**Tarea a realizar:**
Actualiza el fragmento del texto sobre el Padre nuestro que empieza con "Cuando te rezo" y sigue hasta "redimido: ¡Padre mío!", con "habitación" sustituido por "alcoba".

**Texto:**
“Padre nuestro que estás en el Cielo”
Cuando te rezo en la intimidad de mi habitación, Padre nuestro, empleando la sublime oración que nos enseñó tu Hijo, una primera emoción me obliga a sustituir el determinante plural por el singular. Y por eso exclamo con confianza de hijo: “Padre mío que estás en el Cielo”.
Así te invoco, Señor eterno y subsistente, que creaste la realidad desde la nada y, dentro de esa inmensidad de materia, tiempo, extensión, vida e historia, modelaste mi propio e insignificante ser. Y te expreso mi emocionada gratitud, no tanto por el hecho de renacer cada mañana, sino por algo más importante: porque tu misericordia me haya regalado la gracia de conocer, por medio de su Hijo Jesucristo, quién eres, y lo que has hecho por mí, Dios de amor. Por Jesús, te llamo Abba, Padre; y por Él, en su entrega de cruz, he sido salvado. Por eso mi corazón exclama, con emoción de hijo y gratitud de redimido: ¡Padre mío!
Tras ese íntimo y preliminar agradecimiento, mi plegaria se vincula luego con la que, día tras día, eleva el Cuerpo Místico de la Iglesia: con los demás cristianos que peregrinan en la tierra -hijos suyos también y por tanto hermanos míos-, y también con los que ya han alcanzado la Patria celeste. Y entonces, todos unidos, gritamos con una sola alma y corazón ¡Padre nuestro! Y Tú recoges las voces de tus hijos, y extiendes tu benevolente acción sobre el mundo, sobre los buenos y los malos, sobre los justos y los injustos, a la espera del tiempo de la siega.
Digo que estás en el Cielo. Mas lo que expreso no es un lugar, sino la inmensidad y eternidad de tu Ser, plenitud de Bien, Verdad y Belleza; tu Ser, que sustenta como causa todas las cosas. “He aquí que los cielos, y los cielos de los cielos no te pueden contener" (1 Rey. 8,27). Tampoco mi corazón y mi razón pueden abarcar tanta majestad, pero intento asear mi alma –como todas las mañanas mi cuerpo- , para que cuando el rayo de luz de tu bondad la ilumine, pueda al menos reconocer con San Juan de la Cruz, que “está mi casa sosegada”. Y por tanto, poder alabarte al comenzar el nuevo día: “aquí estoy Señor, para hacer tu voluntad”.
“Santificado sea tu nombre”

**Material almacenado:**
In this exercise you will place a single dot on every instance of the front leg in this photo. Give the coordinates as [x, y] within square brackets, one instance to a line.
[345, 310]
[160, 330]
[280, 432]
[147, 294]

**Solución completa:**
Cuando te rezo en la intimidad de mi alcoba, Padre nuestro, empleando la sublime oración que nos enseñó tu Hijo, una primera emoción me obliga a sustituir el determinante plural por el singular. Y por eso exclamo con confianza de hijo: “Padre mío que estás en el Cielo”.
Así te invoco, Señor eterno y subsistente, que creaste la realidad desde la nada y, dentro de esa inmensidad de materia, tiempo, extensión, vida e historia, modelaste mi propio e insignificante ser. Y te expreso mi emocionada gratitud, no tanto por el hecho de renacer cada mañana, sino por algo más importante: porque tu misericordia me haya regalado la gracia de conocer, por medio de su Hijo Jesucristo, quién eres, y lo que has hecho por mí, Dios de amor. Por Jesús, te llamo Abba, Padre; y por Él, en su entrega de cruz, he sido salvado. Por eso mi corazón exclama, con emoción de hijo y gratitud de redimido: ¡Padre mío!